## CONSEGNA
Trascrivi per favore, senza alcuna modifica, tutto l'elenco qui sotto dalla riga che contiene "the form [231,42]." giù fino alla fine dell'elenco, estremi compresi.
:::::
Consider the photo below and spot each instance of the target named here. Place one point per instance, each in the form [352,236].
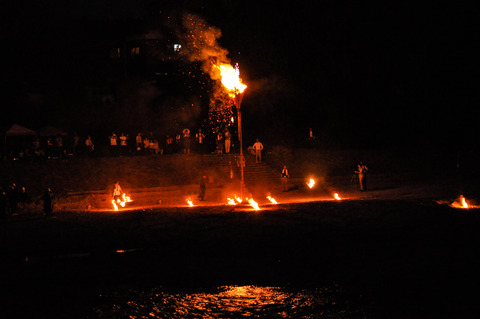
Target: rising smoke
[200,45]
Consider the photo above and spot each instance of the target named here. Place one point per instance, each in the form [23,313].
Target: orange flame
[230,77]
[460,203]
[115,207]
[122,202]
[253,203]
[272,200]
[311,183]
[238,199]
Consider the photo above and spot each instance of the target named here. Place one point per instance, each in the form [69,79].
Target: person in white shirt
[258,147]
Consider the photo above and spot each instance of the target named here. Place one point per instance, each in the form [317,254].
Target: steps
[254,173]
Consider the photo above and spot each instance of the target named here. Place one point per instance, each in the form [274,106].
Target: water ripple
[228,302]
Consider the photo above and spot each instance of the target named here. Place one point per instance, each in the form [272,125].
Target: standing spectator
[3,204]
[219,143]
[89,145]
[203,188]
[138,142]
[285,177]
[228,143]
[258,147]
[48,202]
[362,176]
[169,144]
[76,139]
[178,140]
[13,198]
[200,141]
[123,144]
[113,144]
[59,146]
[186,141]
[117,192]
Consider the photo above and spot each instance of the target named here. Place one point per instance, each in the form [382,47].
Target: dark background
[369,75]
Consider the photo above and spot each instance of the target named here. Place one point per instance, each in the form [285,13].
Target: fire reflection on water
[228,302]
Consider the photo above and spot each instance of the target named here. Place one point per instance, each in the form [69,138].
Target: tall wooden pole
[238,103]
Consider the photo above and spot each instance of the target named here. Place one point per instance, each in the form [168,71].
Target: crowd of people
[122,144]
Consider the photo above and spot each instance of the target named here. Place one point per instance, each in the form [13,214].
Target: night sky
[374,74]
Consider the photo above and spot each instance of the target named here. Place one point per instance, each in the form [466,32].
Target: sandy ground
[398,250]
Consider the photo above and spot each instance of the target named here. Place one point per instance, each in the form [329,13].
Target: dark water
[228,302]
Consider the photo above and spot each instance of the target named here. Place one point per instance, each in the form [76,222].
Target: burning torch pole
[237,100]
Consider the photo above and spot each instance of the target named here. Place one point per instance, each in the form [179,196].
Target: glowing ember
[253,204]
[231,78]
[121,202]
[238,199]
[272,200]
[311,183]
[115,207]
[460,203]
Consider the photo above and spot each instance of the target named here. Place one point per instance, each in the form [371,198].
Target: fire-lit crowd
[122,144]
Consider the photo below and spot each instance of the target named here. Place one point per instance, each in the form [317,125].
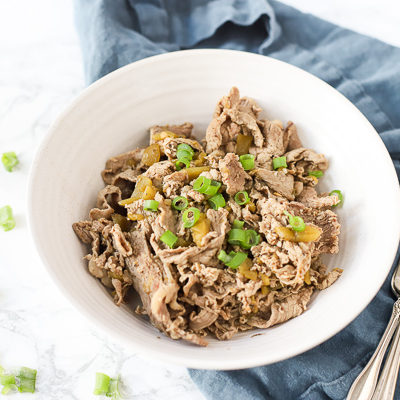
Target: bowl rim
[200,363]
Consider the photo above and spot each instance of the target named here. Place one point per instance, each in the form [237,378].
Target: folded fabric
[114,33]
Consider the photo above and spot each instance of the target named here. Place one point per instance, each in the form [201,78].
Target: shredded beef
[187,289]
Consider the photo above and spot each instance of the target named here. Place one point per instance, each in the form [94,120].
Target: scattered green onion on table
[339,194]
[106,386]
[9,160]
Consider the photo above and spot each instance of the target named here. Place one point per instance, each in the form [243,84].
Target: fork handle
[388,378]
[364,386]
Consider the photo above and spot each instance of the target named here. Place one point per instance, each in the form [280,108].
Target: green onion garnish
[7,221]
[223,256]
[212,188]
[169,239]
[206,186]
[185,147]
[26,380]
[9,160]
[201,183]
[252,239]
[317,174]
[279,162]
[236,259]
[180,203]
[297,223]
[190,217]
[7,380]
[184,154]
[182,163]
[238,224]
[339,194]
[242,198]
[247,161]
[217,201]
[150,205]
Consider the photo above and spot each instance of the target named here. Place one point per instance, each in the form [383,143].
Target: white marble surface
[40,73]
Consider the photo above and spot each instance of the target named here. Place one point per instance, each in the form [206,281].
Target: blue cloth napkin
[117,32]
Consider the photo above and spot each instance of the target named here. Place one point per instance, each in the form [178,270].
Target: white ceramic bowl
[112,116]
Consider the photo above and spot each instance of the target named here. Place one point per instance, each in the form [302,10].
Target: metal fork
[364,387]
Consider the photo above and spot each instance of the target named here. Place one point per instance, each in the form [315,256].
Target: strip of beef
[291,139]
[277,181]
[212,243]
[326,220]
[120,163]
[233,174]
[156,286]
[184,130]
[281,311]
[231,117]
[107,201]
[158,171]
[309,197]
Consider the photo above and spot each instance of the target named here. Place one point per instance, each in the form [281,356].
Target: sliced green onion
[9,160]
[113,390]
[184,154]
[252,239]
[201,184]
[339,194]
[238,224]
[102,384]
[190,217]
[212,188]
[236,259]
[297,223]
[223,256]
[26,380]
[247,161]
[317,174]
[182,163]
[180,203]
[169,239]
[106,386]
[9,388]
[185,147]
[7,380]
[150,205]
[217,201]
[242,198]
[279,162]
[7,221]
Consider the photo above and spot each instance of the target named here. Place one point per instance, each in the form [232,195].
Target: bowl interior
[113,115]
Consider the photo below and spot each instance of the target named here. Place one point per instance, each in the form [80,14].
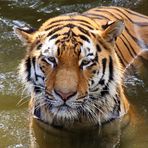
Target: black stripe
[53,26]
[70,20]
[104,60]
[39,46]
[129,51]
[83,30]
[33,62]
[122,59]
[129,45]
[84,38]
[97,16]
[104,64]
[110,68]
[54,36]
[136,14]
[89,27]
[104,91]
[98,48]
[28,67]
[54,30]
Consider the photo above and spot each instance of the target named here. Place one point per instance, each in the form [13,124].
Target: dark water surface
[14,122]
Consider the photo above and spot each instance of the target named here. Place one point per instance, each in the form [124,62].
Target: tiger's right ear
[25,34]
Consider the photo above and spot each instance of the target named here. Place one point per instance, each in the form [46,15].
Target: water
[14,120]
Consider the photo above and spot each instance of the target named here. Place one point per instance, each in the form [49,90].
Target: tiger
[75,63]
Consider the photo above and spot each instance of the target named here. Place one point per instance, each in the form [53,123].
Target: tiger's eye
[85,62]
[51,59]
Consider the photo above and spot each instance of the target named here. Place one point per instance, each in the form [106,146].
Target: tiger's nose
[65,96]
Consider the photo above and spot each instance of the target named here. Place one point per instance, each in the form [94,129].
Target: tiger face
[72,70]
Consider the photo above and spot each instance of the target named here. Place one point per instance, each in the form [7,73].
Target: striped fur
[74,65]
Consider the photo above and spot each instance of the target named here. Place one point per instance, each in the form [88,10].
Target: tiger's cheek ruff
[31,75]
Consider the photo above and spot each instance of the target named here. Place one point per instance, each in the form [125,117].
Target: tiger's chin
[64,116]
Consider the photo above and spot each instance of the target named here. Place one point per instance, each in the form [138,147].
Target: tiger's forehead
[50,48]
[68,33]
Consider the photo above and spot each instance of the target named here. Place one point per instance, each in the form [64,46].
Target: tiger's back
[133,39]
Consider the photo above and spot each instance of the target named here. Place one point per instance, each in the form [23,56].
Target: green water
[14,120]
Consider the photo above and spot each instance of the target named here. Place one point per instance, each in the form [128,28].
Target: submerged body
[74,65]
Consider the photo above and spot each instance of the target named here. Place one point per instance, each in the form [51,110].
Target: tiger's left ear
[25,34]
[113,30]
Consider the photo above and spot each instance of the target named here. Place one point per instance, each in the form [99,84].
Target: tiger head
[72,70]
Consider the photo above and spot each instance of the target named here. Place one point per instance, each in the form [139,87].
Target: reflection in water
[14,122]
[108,136]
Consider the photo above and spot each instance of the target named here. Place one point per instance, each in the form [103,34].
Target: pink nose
[64,96]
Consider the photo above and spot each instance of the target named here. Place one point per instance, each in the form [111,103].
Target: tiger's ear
[113,30]
[25,34]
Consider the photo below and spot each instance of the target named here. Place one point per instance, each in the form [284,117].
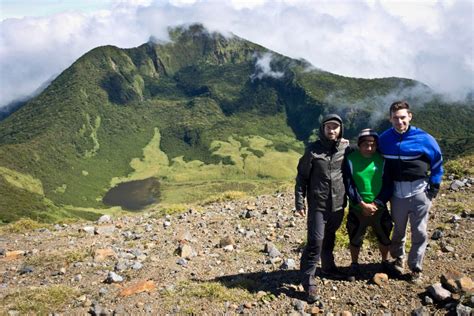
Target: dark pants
[322,227]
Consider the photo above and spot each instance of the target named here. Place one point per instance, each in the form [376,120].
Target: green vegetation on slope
[189,112]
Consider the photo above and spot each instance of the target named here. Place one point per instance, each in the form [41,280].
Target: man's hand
[368,209]
[301,212]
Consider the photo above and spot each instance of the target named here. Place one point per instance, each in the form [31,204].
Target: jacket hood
[331,117]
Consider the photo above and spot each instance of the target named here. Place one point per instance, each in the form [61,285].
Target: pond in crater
[134,195]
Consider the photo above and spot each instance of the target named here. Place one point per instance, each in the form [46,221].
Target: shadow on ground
[286,281]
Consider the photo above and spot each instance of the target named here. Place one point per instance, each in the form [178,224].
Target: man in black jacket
[319,180]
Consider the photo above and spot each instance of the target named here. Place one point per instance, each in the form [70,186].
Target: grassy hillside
[192,113]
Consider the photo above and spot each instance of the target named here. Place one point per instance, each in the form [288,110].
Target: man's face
[400,120]
[332,130]
[368,146]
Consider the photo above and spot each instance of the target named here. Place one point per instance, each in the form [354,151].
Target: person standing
[414,161]
[319,181]
[368,190]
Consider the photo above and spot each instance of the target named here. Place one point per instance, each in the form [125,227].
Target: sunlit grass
[41,301]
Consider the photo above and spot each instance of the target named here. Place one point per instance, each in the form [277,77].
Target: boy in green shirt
[368,190]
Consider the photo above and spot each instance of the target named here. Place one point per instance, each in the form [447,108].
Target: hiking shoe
[415,277]
[387,267]
[312,294]
[333,273]
[399,265]
[354,271]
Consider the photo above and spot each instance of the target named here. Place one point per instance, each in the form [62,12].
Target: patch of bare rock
[238,257]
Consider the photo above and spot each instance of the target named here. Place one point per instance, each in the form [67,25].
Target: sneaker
[333,273]
[312,296]
[399,265]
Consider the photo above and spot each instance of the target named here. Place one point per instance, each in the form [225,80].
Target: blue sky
[426,40]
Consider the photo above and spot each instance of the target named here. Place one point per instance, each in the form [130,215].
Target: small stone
[438,292]
[299,305]
[142,286]
[103,291]
[113,277]
[455,218]
[186,251]
[137,266]
[89,230]
[456,185]
[420,311]
[271,250]
[380,279]
[12,255]
[104,219]
[447,248]
[26,270]
[228,248]
[182,262]
[226,241]
[288,264]
[120,311]
[121,266]
[462,310]
[105,230]
[101,255]
[437,234]
[465,284]
[449,278]
[250,214]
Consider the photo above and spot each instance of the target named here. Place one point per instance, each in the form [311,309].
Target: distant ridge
[203,113]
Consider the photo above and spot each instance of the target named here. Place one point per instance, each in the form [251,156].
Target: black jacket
[319,176]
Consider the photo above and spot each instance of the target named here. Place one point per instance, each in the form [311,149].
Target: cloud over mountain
[429,42]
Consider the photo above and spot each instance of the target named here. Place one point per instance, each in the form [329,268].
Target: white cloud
[263,68]
[425,40]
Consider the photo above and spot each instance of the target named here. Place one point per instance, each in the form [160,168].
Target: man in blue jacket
[414,162]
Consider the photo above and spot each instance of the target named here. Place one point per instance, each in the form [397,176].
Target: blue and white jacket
[411,156]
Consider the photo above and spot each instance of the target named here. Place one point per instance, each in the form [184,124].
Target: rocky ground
[231,257]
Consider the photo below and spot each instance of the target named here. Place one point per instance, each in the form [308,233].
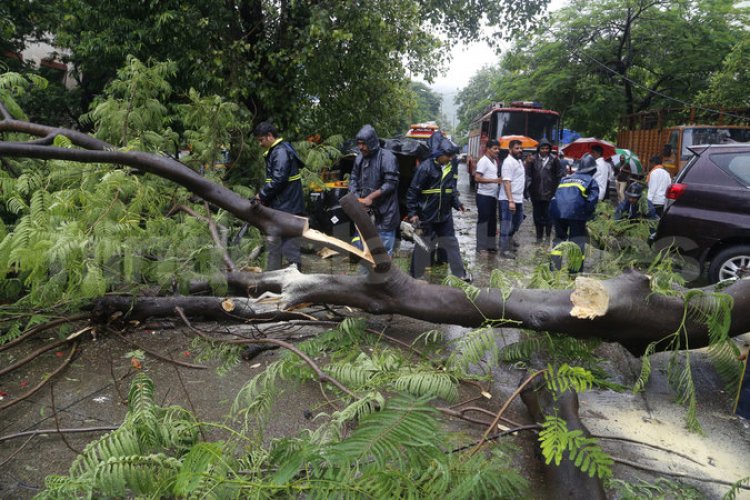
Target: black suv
[707,213]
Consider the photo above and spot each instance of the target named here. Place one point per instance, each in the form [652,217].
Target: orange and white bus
[526,118]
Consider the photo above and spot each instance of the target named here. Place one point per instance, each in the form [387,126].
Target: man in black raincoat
[544,176]
[374,179]
[281,191]
[431,197]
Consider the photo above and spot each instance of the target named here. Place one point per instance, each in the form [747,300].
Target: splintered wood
[590,299]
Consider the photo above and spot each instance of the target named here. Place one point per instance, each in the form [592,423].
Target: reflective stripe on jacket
[576,198]
[283,187]
[433,192]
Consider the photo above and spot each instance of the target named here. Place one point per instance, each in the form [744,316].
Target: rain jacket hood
[544,142]
[440,145]
[368,134]
[587,165]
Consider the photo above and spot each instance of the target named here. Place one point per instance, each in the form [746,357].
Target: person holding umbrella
[632,208]
[601,176]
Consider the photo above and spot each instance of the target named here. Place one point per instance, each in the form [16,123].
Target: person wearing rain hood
[632,207]
[573,204]
[431,197]
[374,179]
[281,191]
[544,173]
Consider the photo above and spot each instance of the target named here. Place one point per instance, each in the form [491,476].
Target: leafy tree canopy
[326,67]
[595,61]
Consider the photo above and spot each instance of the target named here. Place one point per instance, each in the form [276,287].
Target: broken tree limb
[105,309]
[622,309]
[567,480]
[269,221]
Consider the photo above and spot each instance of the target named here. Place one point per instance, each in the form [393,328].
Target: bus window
[510,123]
[543,126]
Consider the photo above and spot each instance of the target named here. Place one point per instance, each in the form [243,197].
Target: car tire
[729,263]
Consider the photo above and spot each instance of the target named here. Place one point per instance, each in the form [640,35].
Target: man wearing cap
[601,176]
[431,197]
[510,197]
[487,180]
[374,179]
[632,208]
[281,191]
[658,182]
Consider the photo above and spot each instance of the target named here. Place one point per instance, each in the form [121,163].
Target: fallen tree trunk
[621,310]
[567,480]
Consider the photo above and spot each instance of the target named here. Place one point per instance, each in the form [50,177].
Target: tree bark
[621,310]
[567,480]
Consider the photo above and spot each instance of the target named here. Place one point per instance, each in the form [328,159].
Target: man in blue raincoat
[374,179]
[431,197]
[573,205]
[281,191]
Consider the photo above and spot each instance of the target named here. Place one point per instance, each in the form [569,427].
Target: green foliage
[211,123]
[325,68]
[557,442]
[572,62]
[567,378]
[571,255]
[139,457]
[726,85]
[475,347]
[398,448]
[712,309]
[625,240]
[132,114]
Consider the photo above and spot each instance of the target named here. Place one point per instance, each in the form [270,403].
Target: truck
[524,118]
[671,133]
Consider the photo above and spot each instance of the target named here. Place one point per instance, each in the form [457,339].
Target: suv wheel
[732,262]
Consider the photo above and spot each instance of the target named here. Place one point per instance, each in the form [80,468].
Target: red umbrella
[580,147]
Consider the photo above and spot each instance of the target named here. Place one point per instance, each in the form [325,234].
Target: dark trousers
[509,223]
[542,220]
[568,230]
[486,222]
[442,234]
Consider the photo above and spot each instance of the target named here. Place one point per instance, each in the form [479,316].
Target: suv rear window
[737,164]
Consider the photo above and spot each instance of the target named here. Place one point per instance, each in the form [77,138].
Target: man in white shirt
[511,197]
[658,182]
[602,170]
[486,177]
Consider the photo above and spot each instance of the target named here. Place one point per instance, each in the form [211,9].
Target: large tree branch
[269,221]
[622,309]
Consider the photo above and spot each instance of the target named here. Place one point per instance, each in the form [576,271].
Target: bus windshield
[711,135]
[528,123]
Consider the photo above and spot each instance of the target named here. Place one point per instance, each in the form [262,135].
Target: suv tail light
[674,191]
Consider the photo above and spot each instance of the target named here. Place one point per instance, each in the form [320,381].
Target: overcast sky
[466,60]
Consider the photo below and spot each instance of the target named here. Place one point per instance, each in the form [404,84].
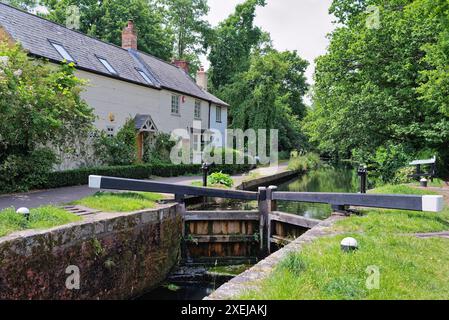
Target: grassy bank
[409,267]
[40,218]
[120,202]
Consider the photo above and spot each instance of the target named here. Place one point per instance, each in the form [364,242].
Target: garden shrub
[220,178]
[402,175]
[159,152]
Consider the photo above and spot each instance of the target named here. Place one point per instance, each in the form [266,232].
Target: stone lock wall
[119,256]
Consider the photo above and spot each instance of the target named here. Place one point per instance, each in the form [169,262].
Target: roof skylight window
[145,77]
[63,52]
[107,65]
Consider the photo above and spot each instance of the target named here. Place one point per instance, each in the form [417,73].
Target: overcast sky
[299,25]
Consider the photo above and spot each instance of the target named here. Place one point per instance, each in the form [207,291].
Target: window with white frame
[218,114]
[196,143]
[63,52]
[145,77]
[175,104]
[108,66]
[197,109]
[110,131]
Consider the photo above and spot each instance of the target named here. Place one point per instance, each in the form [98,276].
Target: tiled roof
[35,33]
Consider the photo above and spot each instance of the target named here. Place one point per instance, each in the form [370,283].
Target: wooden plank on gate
[295,220]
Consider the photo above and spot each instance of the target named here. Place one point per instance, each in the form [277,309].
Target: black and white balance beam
[428,203]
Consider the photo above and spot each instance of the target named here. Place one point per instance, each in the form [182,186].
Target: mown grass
[40,218]
[409,267]
[120,202]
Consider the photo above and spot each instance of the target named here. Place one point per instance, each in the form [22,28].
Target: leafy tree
[269,96]
[41,111]
[106,19]
[186,20]
[366,98]
[234,40]
[435,82]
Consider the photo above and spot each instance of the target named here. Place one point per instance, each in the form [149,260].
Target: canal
[325,179]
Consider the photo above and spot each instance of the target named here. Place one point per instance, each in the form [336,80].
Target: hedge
[145,171]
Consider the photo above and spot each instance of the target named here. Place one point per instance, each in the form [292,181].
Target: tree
[269,96]
[106,19]
[186,20]
[366,98]
[234,40]
[41,111]
[435,82]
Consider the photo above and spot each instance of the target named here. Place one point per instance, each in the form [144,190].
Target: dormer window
[62,52]
[145,77]
[107,65]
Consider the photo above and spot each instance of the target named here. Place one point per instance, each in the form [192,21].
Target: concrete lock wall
[118,256]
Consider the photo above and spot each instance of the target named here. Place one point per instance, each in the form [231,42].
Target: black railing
[337,200]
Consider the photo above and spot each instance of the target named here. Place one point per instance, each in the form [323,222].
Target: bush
[220,178]
[309,161]
[19,173]
[402,175]
[159,152]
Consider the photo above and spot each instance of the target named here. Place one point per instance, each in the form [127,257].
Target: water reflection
[327,179]
[185,291]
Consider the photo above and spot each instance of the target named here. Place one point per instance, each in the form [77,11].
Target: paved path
[64,195]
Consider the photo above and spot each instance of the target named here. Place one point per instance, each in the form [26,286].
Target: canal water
[325,179]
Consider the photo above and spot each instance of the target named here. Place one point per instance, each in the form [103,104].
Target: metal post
[272,206]
[263,224]
[363,172]
[205,168]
:::::
## RISPOSTA ATTESA
Consider the photo above and spot each instance of the target named here. Place one point per instance, each in the form [231,42].
Target: black railing
[337,200]
Consider the photo above and spot each instance of the target named here. Place one point per instance, each in the form [323,222].
Target: bush
[220,178]
[309,161]
[19,173]
[402,175]
[159,152]
Consider the photo above and spot each instance of the target named here. Place one point per instance, each in the form [127,257].
Target: water reflection
[327,179]
[185,291]
Consider the photo above and spot each instance of the target named here. Place one point per instance, each in the form [77,11].
Target: paved path
[64,195]
Consider the photo above and spot each instance of the target named here. Place one point per instance, each in the form [26,286].
Target: canal water
[325,179]
Consider the photo above and spot each instance of the target named here. Place one point per instance, each in the form [103,104].
Target: metal post
[272,206]
[263,224]
[363,172]
[205,168]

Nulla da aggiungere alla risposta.